Python Style Guide

Goal

The goal of this style-guide is to standardize the motif of Python at Oscar in a way that reduces the risk of bugs while increasing our ability to utilize the richer features of Python when necessary. In addition, it reduces the risk exposure from the many third party libraries we use. Finally, if it is true that reading code is 90% of programming, then we should favor readability over writability.

Example: Import packages and modules only, do not import objects or functions directly may seem constrictive or verbose, but it allows objects in module namespaces to be mutated during execution without unexpected behavior due to object duplication. Examples of this in our current code-base are sqlalchemy-continuum and tagging.

Code of Conduct

  • Be polite and respectful.
  • Don’t make assumptions—be clear and concise.
  • Your co workers deserve a response to comments, questions or concerns, even if it is to respectfully decline or dissent.
  • Boy Scout Rule: Always check a module in cleaner than you checked it out. Clean-up and compliance to the style guide is the responsibility of whomever touches the code.

Language Rules

Lint

Lint is important in Python due to the dynamic nature of the language. However, spurious warnings and errors do happen.

Disabling lint rules

  • When disabling warnings, prefer the symbolic name to the alpha-numeric code. Pylint messages.
Bad
# pylint: disable=C0302
Good
# pylint: disable=max-module-lines

Imports

Import packages and modules only, do not import objects or functions directly

  • Once an object has been imported into another module’s namespace, a reference to that object lives in two places. Changing either reference will result in two separate objects in each namespace. See: https://docs.python.org/2/howto/doanddont.html#from-module-import-name1-name2
  • Anything in a module’s namespace may be accessed by importing that module, including any imported objects and modules.
  • Readability can be enhanced.
Bad
from geordi.services.base import OscarServiceBase

class ExampleService(OscarServiceBase):
    pass
from utils.iterables import chunk

for c in chunk([1, 2, 3, 4, 5], 2):
    pass
Good
import math
math.abs(-10)
import geordi.services.base as geordi_base

class ExampleService(geordi_base.OscarServiceBase):
    pass

Do not use wildcard imports from foo import *

Prefer importing at the top of a module, and only at the top of a module

Do not import in function bodies

  • Often this is done to circumvent circular imports. Refactor these instead.
  • Rarely this may be done to avoid side effects in imported third party modules. This is an acceptable exception.
  • Rarely this may be done to avoid loading modules. This may be acceptable if the system is otherwise not used or imported anywhere else. Example: debug middleware.

▸ AIM OF THE TASK
Answer these questions using the Python style guide above.
(a) What does the Boy Scout Rule require?
(b) When disabling lint warnings, what should be preferred over the alpha-numeric code?
(c) What does the style guide say imports in function bodies are often meant to circumvent, and what should be done instead?

▸ EXTRACTED INFORMATION
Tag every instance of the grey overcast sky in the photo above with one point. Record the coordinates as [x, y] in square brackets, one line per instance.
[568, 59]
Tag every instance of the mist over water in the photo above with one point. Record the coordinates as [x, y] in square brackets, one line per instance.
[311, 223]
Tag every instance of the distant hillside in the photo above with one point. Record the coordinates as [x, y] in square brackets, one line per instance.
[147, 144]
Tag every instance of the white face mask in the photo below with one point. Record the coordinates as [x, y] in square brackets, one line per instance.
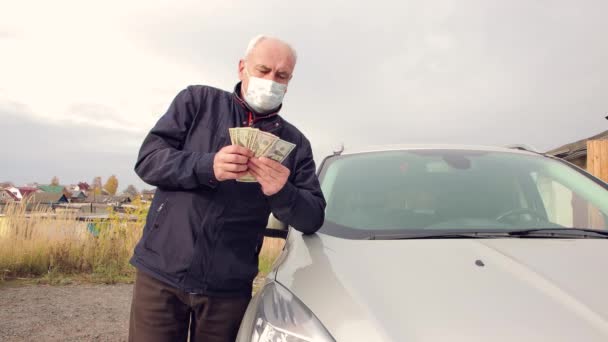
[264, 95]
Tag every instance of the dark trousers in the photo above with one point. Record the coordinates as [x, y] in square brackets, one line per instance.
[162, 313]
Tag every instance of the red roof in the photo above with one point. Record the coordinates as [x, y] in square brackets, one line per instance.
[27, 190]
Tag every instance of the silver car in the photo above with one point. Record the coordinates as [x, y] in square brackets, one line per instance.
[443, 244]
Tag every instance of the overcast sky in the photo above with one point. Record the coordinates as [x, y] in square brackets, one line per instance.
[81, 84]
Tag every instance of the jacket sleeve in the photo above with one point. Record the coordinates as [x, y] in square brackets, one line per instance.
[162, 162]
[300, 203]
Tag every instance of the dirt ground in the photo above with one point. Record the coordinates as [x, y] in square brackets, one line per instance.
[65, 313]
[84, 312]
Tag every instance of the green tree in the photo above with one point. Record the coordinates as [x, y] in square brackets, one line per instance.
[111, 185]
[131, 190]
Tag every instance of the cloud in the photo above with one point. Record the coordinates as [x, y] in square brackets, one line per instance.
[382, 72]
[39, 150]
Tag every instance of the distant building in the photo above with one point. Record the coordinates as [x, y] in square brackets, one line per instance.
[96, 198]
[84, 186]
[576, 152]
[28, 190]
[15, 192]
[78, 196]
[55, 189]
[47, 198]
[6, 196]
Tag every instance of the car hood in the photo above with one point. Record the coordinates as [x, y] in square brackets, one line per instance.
==
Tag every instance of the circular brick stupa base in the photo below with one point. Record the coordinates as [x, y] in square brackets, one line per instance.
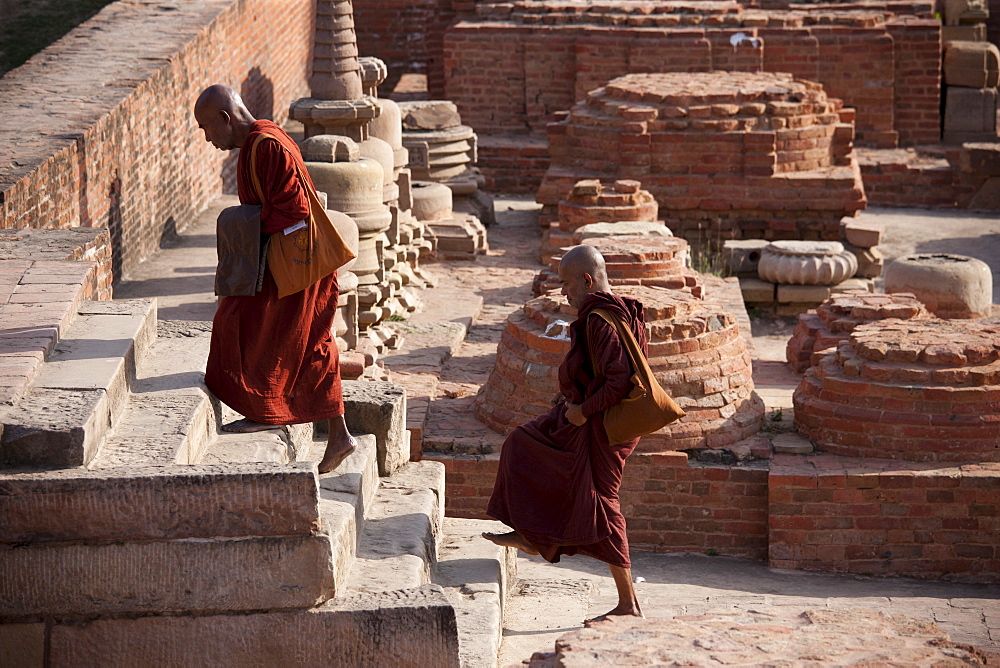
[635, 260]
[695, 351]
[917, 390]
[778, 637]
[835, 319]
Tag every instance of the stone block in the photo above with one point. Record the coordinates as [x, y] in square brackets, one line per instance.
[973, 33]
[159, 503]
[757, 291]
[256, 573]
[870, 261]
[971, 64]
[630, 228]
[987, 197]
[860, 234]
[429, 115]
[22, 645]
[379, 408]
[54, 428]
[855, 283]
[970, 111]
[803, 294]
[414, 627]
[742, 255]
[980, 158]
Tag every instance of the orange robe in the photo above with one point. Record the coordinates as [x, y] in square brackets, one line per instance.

▸ RESPONSE
(a) Always check a module in cleaner than you checked it out.
(b) The symbolic name.
(c) Circular imports; they should be refactored instead.